§ Problem statement
The lines to extract begin at the one containing "packaging shown in this photo." and run to the end of the listing; set them down exactly and alone.
═══ Task inputs ═══
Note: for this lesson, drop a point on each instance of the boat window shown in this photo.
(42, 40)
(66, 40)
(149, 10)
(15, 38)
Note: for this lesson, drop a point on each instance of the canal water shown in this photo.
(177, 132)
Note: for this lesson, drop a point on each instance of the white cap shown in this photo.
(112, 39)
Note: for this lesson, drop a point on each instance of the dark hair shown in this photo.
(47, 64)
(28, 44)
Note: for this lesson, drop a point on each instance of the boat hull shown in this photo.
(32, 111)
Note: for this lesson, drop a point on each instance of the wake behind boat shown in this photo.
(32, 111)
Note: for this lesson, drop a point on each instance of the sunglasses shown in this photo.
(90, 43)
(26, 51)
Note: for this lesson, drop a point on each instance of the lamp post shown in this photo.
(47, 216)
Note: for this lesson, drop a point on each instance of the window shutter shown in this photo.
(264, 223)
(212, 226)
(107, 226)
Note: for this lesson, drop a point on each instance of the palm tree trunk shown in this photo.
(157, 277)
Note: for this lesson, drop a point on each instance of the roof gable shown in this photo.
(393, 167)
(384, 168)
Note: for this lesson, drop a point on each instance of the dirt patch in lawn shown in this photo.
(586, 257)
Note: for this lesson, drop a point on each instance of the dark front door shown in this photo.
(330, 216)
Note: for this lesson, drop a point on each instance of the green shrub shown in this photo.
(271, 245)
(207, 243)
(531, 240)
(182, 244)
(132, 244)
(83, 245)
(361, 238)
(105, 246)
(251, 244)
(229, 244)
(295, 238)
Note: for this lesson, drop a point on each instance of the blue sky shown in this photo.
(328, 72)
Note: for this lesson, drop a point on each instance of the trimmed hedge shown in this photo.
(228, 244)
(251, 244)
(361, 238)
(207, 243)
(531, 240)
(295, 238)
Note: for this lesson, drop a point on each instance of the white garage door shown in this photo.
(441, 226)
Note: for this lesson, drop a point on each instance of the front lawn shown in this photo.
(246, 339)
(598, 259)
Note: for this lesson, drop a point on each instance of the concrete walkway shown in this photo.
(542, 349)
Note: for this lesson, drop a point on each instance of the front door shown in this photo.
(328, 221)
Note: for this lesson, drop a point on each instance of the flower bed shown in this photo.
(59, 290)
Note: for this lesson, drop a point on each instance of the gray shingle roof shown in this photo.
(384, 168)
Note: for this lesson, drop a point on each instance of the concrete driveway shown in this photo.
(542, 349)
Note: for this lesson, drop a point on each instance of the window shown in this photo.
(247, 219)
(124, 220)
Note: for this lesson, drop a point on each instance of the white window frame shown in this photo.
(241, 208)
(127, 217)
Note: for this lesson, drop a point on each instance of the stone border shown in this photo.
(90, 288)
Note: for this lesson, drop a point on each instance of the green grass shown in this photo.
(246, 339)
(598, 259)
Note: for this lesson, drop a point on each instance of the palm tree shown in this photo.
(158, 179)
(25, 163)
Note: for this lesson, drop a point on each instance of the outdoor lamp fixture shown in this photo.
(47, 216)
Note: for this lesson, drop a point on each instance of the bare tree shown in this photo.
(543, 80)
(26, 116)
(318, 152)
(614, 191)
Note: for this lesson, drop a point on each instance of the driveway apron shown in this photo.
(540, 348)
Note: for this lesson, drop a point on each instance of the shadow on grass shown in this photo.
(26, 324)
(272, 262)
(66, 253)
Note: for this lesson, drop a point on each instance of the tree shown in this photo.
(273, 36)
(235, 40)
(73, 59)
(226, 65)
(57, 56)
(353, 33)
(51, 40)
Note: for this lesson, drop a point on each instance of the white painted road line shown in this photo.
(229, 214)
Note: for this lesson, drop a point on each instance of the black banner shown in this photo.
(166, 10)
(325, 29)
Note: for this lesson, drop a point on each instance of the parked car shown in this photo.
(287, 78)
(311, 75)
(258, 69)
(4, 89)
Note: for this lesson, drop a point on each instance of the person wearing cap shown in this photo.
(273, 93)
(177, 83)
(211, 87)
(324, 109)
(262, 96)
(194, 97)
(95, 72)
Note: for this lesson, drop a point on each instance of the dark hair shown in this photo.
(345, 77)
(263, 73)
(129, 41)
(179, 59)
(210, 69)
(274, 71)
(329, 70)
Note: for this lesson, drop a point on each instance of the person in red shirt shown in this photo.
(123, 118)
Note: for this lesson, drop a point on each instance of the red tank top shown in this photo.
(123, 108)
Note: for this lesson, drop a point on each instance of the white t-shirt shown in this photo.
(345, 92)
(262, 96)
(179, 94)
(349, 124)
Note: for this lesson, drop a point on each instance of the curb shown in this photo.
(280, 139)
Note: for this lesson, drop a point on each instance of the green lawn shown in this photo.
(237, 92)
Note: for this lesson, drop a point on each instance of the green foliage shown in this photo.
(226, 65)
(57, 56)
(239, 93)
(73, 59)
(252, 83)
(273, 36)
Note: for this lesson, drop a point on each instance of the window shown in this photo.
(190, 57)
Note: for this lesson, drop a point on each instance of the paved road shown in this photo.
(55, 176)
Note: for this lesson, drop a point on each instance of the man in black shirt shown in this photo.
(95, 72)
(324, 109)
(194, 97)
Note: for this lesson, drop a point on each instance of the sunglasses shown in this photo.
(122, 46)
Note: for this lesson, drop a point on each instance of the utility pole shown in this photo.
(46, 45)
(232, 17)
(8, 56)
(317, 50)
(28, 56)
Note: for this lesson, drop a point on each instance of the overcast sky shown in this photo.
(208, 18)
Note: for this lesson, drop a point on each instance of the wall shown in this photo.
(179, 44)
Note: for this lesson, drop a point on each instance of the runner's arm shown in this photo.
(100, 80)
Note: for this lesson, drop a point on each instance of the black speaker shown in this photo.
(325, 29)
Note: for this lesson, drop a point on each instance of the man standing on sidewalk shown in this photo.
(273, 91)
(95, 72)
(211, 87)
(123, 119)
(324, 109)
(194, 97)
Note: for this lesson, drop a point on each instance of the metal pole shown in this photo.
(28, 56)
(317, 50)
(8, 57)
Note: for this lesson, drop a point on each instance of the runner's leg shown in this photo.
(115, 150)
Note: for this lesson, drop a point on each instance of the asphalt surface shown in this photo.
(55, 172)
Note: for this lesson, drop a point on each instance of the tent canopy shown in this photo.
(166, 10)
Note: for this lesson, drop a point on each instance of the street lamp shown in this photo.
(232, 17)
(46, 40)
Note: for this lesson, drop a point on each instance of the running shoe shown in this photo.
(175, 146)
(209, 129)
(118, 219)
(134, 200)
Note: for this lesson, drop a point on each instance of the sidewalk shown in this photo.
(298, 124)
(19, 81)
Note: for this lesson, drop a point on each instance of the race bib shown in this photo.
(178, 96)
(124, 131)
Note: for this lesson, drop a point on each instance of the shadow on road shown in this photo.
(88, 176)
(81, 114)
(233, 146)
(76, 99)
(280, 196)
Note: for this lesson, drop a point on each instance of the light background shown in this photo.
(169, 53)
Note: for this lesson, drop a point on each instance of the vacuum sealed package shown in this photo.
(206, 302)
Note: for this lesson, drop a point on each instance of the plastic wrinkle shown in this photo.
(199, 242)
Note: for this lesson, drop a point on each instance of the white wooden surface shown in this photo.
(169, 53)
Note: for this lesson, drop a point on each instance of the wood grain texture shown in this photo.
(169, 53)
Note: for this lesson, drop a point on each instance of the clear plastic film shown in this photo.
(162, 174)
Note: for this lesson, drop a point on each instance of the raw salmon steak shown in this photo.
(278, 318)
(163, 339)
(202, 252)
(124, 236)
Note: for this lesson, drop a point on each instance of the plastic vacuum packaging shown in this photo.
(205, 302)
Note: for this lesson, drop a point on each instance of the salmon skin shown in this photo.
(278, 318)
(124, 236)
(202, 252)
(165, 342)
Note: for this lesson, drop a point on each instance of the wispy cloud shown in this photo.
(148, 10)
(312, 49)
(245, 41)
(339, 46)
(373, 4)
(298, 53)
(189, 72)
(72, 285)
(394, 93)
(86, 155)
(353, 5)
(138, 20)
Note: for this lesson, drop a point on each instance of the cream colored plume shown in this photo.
═══
§ Task answer
Note: for this lesson, drop a point on each instance of the plastic vacuum packaging shown in this photo.
(205, 302)
Note: for this lesson, drop a point on each instance of the salmon skin shown in this photo.
(278, 318)
(124, 236)
(202, 252)
(165, 342)
Note: for this lesson, drop a point on each instance of the wispy cloud shown in this photo.
(148, 10)
(312, 49)
(245, 41)
(339, 46)
(373, 4)
(298, 53)
(189, 72)
(72, 285)
(394, 93)
(86, 155)
(353, 5)
(138, 20)
Note: for this lesson, drop a point on each instance of the cream colored plume shown in this photo.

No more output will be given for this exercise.